START INFORMATION SUPPLIED

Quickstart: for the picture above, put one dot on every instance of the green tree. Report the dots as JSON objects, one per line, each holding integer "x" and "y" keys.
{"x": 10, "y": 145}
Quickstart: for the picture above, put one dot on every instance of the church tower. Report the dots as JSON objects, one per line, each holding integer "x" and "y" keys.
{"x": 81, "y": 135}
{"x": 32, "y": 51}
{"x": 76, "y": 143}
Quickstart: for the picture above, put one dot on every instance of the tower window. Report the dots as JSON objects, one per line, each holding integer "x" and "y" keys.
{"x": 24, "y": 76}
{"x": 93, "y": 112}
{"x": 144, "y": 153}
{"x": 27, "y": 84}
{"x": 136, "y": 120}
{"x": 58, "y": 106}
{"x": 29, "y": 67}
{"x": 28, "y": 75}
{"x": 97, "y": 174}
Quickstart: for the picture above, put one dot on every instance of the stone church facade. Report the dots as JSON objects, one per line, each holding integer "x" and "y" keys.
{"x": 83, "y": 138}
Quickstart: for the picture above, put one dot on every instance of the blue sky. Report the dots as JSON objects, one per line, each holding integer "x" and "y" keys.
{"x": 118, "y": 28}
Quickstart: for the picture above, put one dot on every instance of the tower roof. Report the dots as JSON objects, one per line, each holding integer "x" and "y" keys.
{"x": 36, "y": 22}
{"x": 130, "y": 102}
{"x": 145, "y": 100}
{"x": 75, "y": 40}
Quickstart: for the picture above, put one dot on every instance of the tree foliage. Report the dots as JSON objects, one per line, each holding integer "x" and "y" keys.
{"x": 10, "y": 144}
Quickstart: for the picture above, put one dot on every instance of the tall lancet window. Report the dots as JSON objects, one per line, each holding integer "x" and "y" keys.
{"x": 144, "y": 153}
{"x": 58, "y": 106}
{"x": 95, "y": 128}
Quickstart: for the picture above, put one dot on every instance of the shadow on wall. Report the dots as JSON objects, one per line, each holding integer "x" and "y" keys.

END INFORMATION SUPPLIED

- REQUIREMENT:
Exactly as they stand in the records above, print the lines from the one containing "of the tall" through the final line, inclusive.

- EXERCISE RESPONSE:
Quickstart: for the picture above, put one dot on every instance of the tall lancet window. Report the dots as JSON objects, one per line, each holding integer "x" and "y" keys.
{"x": 144, "y": 153}
{"x": 58, "y": 106}
{"x": 95, "y": 128}
Quickstart: for the picture above, put one dot on every instance of the shadow on wall. Report the dots as JSON objects, one per line, each holding integer "x" and "y" keys.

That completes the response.